What you need to do> Pick out every line in the rows below that contains the string "cloud" and copy those lines. Only lines where the case matches count.

Supplied material>
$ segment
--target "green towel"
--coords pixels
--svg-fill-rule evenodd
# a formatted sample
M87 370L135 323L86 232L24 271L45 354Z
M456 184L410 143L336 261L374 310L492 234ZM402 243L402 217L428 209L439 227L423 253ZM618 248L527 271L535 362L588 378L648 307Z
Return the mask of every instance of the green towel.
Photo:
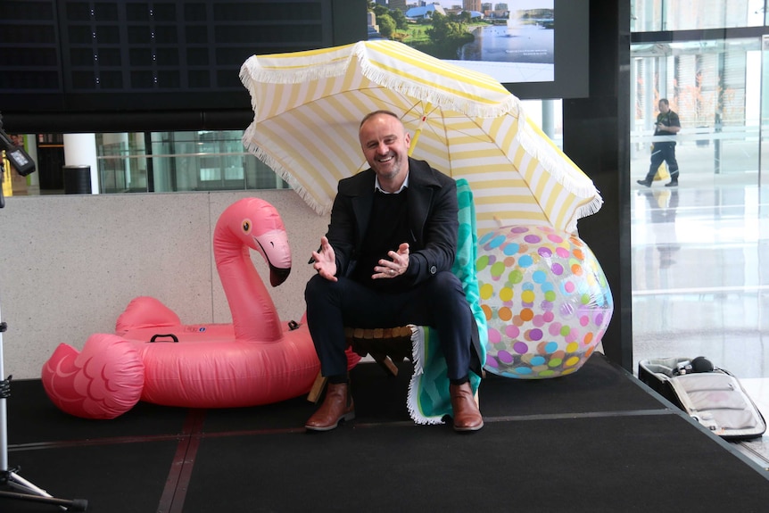
M451 271L462 282L467 302L475 318L480 335L480 347L476 347L481 365L486 360L486 318L481 310L478 279L475 277L475 260L478 252L478 237L475 233L475 206L473 192L467 180L457 180L459 203L459 233L457 257ZM429 327L411 327L411 351L414 374L409 385L409 414L418 424L442 424L443 417L451 415L451 400L449 397L449 377L446 360L438 340L438 332ZM478 389L481 376L470 372L473 393Z

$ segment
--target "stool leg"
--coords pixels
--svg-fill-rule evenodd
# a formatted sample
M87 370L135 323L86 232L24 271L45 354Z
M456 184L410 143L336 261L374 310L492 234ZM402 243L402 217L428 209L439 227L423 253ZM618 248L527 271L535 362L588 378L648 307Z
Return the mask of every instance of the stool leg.
M323 389L326 388L326 382L327 380L327 377L318 372L318 376L315 376L315 383L312 384L312 388L310 389L310 393L307 394L307 401L317 403L323 394Z

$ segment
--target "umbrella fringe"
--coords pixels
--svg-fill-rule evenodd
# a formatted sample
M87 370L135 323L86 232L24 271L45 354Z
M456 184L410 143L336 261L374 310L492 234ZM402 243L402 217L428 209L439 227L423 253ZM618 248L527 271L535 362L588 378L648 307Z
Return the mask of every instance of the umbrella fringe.
M542 137L547 136L537 134L528 122L520 123L519 127L518 140L521 147L532 155L564 190L578 198L585 200L591 198L588 203L580 205L575 210L575 214L566 226L566 231L575 231L578 219L592 215L600 210L603 204L600 193L596 189L595 184L590 177L580 170L558 146L555 146L552 141L546 140L546 144L553 145L552 148L550 148L550 151L548 151L548 148L542 145L537 144L542 140ZM583 177L583 179L575 179L574 170L579 170L580 176Z
M253 131L253 123L252 123L248 128L246 128L245 132L243 135L243 144L245 146L245 149L251 152L256 156L257 159L264 162L269 169L271 169L275 173L280 177L282 179L285 180L285 182L291 186L291 188L296 192L302 197L302 200L311 208L319 216L325 216L329 211L331 211L331 208L327 205L320 204L318 200L312 195L312 194L304 188L296 178L290 173L288 170L284 168L277 160L275 159L271 154L269 154L267 151L263 150L260 145L251 142L251 137Z
M310 67L302 69L278 70L275 68L263 68L260 64L258 57L252 55L240 67L240 80L249 92L252 92L249 84L258 84L259 82L266 84L301 84L309 80L339 77L346 72L348 62L349 59L340 59L333 64L318 60L318 63L323 64L322 66L313 67L310 63Z
M407 96L416 98L422 102L444 110L456 111L470 117L477 118L497 118L507 113L515 116L519 112L519 100L510 94L503 101L494 104L482 104L476 102L461 101L448 93L442 93L437 89L416 84L402 77L393 75L376 67L368 61L366 54L366 46L355 45L353 54L358 58L360 67L360 74L379 86L392 89Z

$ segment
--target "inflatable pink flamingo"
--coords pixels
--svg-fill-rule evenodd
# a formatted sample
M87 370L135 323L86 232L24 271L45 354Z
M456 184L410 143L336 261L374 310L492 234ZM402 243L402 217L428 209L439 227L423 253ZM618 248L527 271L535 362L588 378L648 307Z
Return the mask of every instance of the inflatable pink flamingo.
M183 325L158 300L137 297L119 317L114 335L92 335L79 353L59 345L42 372L54 403L78 417L113 418L139 400L229 408L309 392L319 363L307 326L280 321L250 249L269 264L270 285L283 283L291 270L288 237L275 207L258 198L230 205L214 231L232 324ZM351 368L359 360L348 352Z

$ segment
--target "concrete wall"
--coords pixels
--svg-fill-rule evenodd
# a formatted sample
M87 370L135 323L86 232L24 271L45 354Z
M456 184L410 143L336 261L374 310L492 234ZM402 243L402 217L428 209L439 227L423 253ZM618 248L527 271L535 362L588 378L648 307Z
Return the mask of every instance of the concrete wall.
M307 264L326 233L291 190L146 194L14 196L0 210L0 318L4 374L40 377L60 343L81 349L94 333L112 333L135 297L155 297L183 323L230 322L211 250L213 228L231 203L272 203L288 232L293 269L271 288L281 319L304 313ZM252 252L266 283L267 265Z

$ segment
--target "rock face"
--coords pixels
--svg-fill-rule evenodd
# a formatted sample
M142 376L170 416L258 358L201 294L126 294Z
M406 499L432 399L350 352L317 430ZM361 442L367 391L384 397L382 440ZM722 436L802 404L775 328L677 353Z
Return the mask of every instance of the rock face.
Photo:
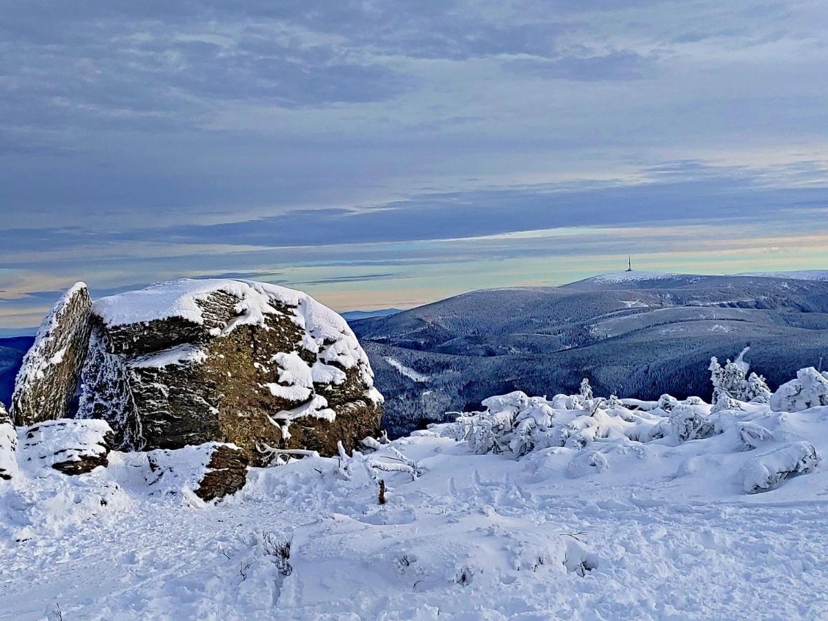
M180 280L97 301L79 416L127 450L232 442L326 455L374 433L382 396L348 324L291 289Z
M86 285L78 282L43 320L15 381L12 416L16 425L69 416L86 357L91 310Z
M32 425L21 437L21 463L84 474L108 464L113 433L104 421L65 418Z
M247 482L248 457L232 444L208 442L176 450L159 449L147 453L147 484L158 493L192 490L210 501L235 493Z
M9 480L17 472L17 432L6 407L0 402L0 479Z

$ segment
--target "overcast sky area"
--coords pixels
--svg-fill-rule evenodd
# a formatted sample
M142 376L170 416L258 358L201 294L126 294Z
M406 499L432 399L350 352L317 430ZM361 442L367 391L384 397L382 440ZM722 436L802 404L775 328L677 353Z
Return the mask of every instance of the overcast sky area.
M233 275L335 309L828 268L825 0L0 0L0 329Z

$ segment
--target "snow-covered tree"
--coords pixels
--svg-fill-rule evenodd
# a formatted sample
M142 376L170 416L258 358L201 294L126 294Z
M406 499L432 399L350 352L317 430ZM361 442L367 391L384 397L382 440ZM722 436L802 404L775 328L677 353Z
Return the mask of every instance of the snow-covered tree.
M813 367L801 368L797 378L786 382L770 398L773 412L801 412L816 406L828 406L828 373Z
M590 386L590 380L586 378L584 378L580 381L580 388L578 390L578 394L580 394L585 401L592 399L592 387Z

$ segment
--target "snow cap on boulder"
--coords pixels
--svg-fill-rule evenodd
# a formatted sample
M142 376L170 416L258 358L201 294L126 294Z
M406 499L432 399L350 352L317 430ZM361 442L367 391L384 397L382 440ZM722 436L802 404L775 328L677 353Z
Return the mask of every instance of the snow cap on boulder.
M0 480L9 480L17 472L17 433L6 407L0 402Z
M69 416L86 357L91 310L86 285L77 282L43 320L15 380L11 409L16 425Z
M128 449L232 442L334 455L375 432L383 398L347 322L301 291L181 279L94 302L80 416Z

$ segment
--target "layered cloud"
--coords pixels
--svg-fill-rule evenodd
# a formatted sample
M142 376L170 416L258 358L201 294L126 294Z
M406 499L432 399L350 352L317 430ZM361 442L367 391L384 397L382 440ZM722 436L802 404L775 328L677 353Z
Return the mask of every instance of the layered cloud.
M354 308L631 243L673 270L826 259L820 2L2 10L0 325L78 278L242 272Z

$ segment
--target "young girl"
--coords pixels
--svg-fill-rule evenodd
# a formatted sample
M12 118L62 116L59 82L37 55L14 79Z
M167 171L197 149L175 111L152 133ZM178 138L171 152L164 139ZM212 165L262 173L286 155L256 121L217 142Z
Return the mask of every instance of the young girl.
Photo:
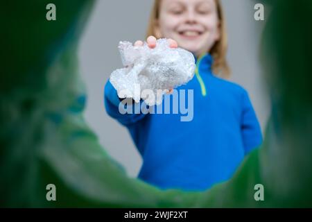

Full solution>
--target "layered cloud"
Return the mask of every instance of the layered cloud.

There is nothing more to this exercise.